**AVAILABLE DATA:**
------------------------
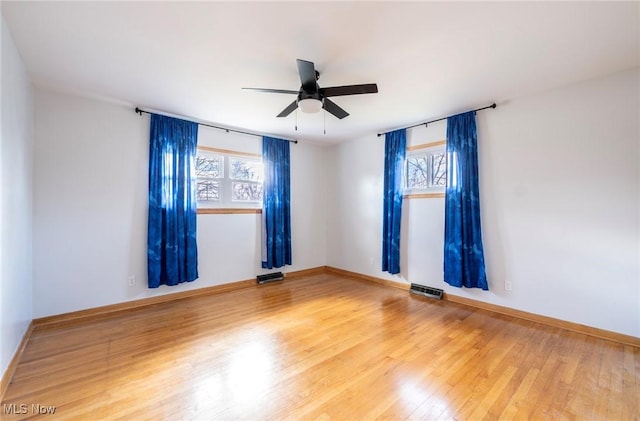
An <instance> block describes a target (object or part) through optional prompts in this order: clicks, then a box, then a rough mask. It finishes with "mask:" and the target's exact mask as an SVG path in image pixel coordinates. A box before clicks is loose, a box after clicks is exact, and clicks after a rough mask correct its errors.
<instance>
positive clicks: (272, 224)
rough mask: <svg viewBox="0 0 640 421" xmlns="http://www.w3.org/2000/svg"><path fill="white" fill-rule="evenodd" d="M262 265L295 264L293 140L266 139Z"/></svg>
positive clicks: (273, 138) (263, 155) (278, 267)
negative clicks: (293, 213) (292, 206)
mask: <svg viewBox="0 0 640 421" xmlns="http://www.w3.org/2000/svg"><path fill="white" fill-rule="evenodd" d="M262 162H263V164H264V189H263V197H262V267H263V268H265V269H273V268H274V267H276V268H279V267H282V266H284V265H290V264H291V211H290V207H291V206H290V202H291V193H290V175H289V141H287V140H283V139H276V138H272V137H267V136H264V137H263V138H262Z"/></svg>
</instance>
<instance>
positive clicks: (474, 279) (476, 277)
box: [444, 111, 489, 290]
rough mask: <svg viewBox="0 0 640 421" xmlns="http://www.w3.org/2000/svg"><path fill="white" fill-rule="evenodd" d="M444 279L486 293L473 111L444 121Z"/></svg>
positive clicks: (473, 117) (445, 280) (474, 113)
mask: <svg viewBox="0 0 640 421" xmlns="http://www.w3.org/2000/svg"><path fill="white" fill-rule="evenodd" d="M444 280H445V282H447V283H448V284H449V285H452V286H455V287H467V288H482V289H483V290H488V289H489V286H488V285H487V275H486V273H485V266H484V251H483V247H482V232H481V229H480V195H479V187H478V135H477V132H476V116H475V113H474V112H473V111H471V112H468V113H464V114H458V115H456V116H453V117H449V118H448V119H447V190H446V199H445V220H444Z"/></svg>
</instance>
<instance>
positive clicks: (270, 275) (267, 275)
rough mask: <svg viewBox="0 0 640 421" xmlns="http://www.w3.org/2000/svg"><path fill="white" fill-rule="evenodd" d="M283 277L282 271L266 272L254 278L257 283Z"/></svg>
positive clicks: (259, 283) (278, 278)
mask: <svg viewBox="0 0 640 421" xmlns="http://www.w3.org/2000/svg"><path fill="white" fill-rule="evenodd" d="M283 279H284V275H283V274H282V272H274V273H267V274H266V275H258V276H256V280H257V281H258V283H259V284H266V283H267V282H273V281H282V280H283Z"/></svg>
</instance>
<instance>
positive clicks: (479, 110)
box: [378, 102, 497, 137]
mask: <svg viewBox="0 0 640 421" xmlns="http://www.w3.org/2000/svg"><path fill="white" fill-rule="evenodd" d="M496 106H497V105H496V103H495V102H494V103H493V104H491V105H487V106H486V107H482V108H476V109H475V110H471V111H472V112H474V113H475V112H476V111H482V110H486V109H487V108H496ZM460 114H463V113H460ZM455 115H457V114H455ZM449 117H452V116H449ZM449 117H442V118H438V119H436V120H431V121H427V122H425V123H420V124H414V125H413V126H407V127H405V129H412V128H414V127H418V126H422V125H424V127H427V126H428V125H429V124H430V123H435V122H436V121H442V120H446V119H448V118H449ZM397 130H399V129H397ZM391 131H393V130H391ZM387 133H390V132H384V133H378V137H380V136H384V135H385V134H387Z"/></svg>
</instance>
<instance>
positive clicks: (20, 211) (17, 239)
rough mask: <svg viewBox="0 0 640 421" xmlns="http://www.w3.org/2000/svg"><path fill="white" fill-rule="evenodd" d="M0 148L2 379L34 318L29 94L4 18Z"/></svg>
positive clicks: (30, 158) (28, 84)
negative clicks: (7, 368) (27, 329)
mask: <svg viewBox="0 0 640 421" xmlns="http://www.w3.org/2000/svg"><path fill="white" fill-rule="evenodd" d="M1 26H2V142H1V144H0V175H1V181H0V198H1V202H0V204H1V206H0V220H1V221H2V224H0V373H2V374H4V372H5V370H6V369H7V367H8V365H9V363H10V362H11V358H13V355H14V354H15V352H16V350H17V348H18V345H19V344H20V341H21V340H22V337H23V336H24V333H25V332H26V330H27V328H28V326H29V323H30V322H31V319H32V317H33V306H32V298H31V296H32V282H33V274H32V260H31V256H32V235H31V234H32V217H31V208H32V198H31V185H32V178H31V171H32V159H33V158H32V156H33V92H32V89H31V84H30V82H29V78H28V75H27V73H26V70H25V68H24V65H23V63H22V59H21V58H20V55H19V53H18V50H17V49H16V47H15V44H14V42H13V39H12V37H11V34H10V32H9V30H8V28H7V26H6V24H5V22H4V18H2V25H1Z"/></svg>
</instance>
------------------------
**PROBLEM DESCRIPTION:**
Turn the lines above into a Markdown table, from the line containing "279L486 293L473 111L444" through the line containing "positive clicks: (473, 117)". Use the columns No and Line, number each line in order, and skip any blank lines.

**ANSWER FOR THIS EXERCISE:**
| No | Line |
|---|---|
| 1 | rough mask: <svg viewBox="0 0 640 421" xmlns="http://www.w3.org/2000/svg"><path fill="white" fill-rule="evenodd" d="M444 279L486 293L473 111L444 121Z"/></svg> |
| 2 | positive clicks: (473, 117) (445, 280) (474, 113) |